Reading passage:
## start
Defendant is a creditor of Debtor. The Bankruptcy Code defines a "creditor" as an "entity that has a claim against the debtor that arose at the time of or before the order for relief concerning the debtor . . . ." 11 U.S.C. § 101(10)(A). A "claim" is defined as a "right to payment, whether or not such right is reduced to judgment, liquidated, unliquidated, fixed, contingent, matured, unmatured, disputed, undisputed, legal, equitable, secured, or unsecured . . . ." 11 U.S.C. § 101(5)(A). Defendant does not dispute that he made loans to Debtor and testified at trial that each of the challenged transfers were made by Debtor to him as repayment of his loans to Debtor. Defendant concedes that Debtor had an obligation to repay these loans to him, and that obligation therefore falls under the definition of a "claim." As the holder of that claim, Defendant is a creditor of Debtor. Defendant further concedes that each transfer, including the Tamen Transfer, was a repayment of previous loans, and therefore the transfers were made "for or on account of an antecedent debt" under section 547(b)(2). Because Defendant is an insider of Debtor, Plaintiff may avoid any preferential transfer made to Defendant during both the Preference Period and the Insider Preference Period. These periods encompass April 30, 2013, to the Petition Date. The Tamen Transfer occurred on March 7, 2014, which was within the Preference Period.

Finally, in order to show that an unsecured, non-priority creditor received more than he would have in a case under chapter 7, as contemplated by section 547(b)(5), Trustee must show that the distribution to this class of creditors would be less than 100%. In re Caremerica, Inc., 409 B.R. 737, 753-54 (Bankr. E.D.N.C. 2009). Defendant filed an unsecured, non-priority proof of claim against Debtor for the remaining unpaid balances of his loans. See Case No. 14-10468, Claim No. 14. Trustee testified at trial that there would not be a 100% payout to unsecured creditors, which Defendant does not dispute. Therefore, the transfer allowed Defendant to receive more than he would have received in a hypothetical chapter 7 liquidation.

B. Insolvency

The sole remaining element is the insolvency of Debtor under section 547(b)(3) at the time of each of the transfers. 11 U.S.C. § 547(b)(3); see also In re Strickland, 230 B.R. 276, 283 (Bankr. E.D. Va. 1999) ("Evidence of insolvency on the date of the alleged preference is the critical issue and proof of insolvency on any other date is insufficient."). It is the burden of Trustee to show by a preponderance of the evidence that Debtor was insolvent on the date of each transfer. See 11 U.S.C. § 547(g); In re Roblin Indus., Inc., 78 F.3d 30, 34 (2d Cir. 1996). Based on the testimony and exhibits provided, the Court finds that Trustee has met this burden and shown by a preponderance of the evidence that Debtor was insolvent during the period of the transfers.
## end
Data:
## start
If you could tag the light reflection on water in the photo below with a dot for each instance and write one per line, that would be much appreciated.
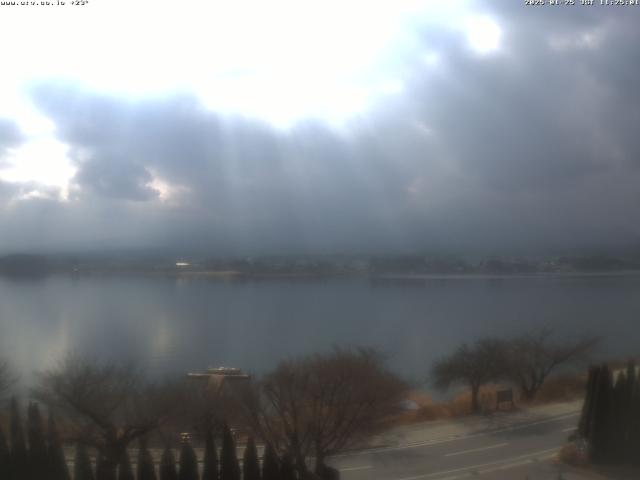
(172, 325)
## end
Problem set:
(1) Answer these questions using the court opinion on preferential transfers:
(a) On what date did the Tamen Transfer occur?
(b) Which case does the opinion cite for the rule that the Trustee must show the distribution to unsecured, non-priority creditors would be less than 100%?
(c) By what standard of proof must the Trustee show that Debtor was insolvent on the date of each transfer?
(2) Extend the court opinion on preferential transfers, picking up right after its final sentence.

Answers to the exercise:
(1)
(a) March 7, 2014.
(b) In re Caremerica, Inc., 409 B.R. 737, 753-54 (Bankr. E.D.N.C. 2009).
(c) A preponderance of the evidence.

(2)
The Bankruptcy Code defines insolvency as a "financial condition such that the sum of such entity's debts is greater than all of such entity's property, at a fair valuation . . . ." 11 U.S.C. § 101(32)(A). Courts in the Fourth Circuit use the "balance sheet" test for determining insolvency. See In re Heilig-Meyers Co., 328 B.R. 471, 477 (E.D. Va. 2005). Under the "balance sheet" test, the debtor is insolvent when the sum of all the debtor's liabilities is greater than the sum of all its assets, at a fair valuation, at the time of the transfer. See In re Roszkowski, 494 B.R. 671, 677 (Bankr. E.D.N.C. 2013); In re Johnson, 336 B.R. 712, 716 (Bankr. M.D.N.C. 2006); In re Bruno Mach. Corp., 435 B.R. 819, 838 (Bankr. N.D.N.Y. 2010).

This calculation of the debtor's assets does not include "the value of any property fraudulently conveyed by the debtor" or "the fair market value of any property that may be exempted from the property of the estate." In re Johnson, 336 B.R. 712, 716 (Bankr. M.D.N.C. 2006).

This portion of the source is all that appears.